## start Quoted text

I cleaned out all dried goo, oiled it nicely and adjusted the gibs as tight as to allow travel along the full length of the slides.
There are now some spots that are a bit looser than others.
I didn’t think about how head alignment would also effect boring parallel.  I think that is actually not to bad.
So more testing required 
My current project will require facing a 5” diameter.  My material already has a flame cut hole about 1”.
So I won’t be able to test right down to the Center but I think I’ll get a good indication.
The parallel in the chuck also looks like a great test.  I might clamp one to a face plate and shim it as required.
It may be some weeks before I get “hobby” time to do these tests.  I’ll post back here with results.

Thanks for all suggestions 
David


----------



## chips&more (Nov 29, 2017)

I have now talked to four people in the industry and none of them say the cross is made/set-up to be minutely out of square. It should be 90°. If your/a lathe does not cut flat and square then it’s worn, made wrong or flexed or something. Maybe a manufacture(s) back decades ago used that practice. And then the saying has stuck to the wall and folks today say it like it’s done today…Dave


----------



## Asm109 (Nov 29, 2017)

## end Quoted text
## start Recorded data

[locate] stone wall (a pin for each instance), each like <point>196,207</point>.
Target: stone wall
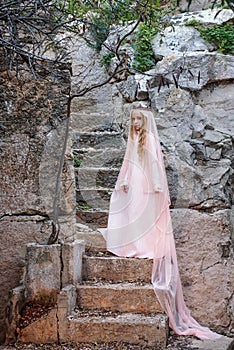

## end Recorded data

● Prompt
In the lathe forum thread, list the reasons chips&more gives for why a lathe would not cut flat and square.

● Response below
- It's worn.
- It was made wrong.
- It's flexed.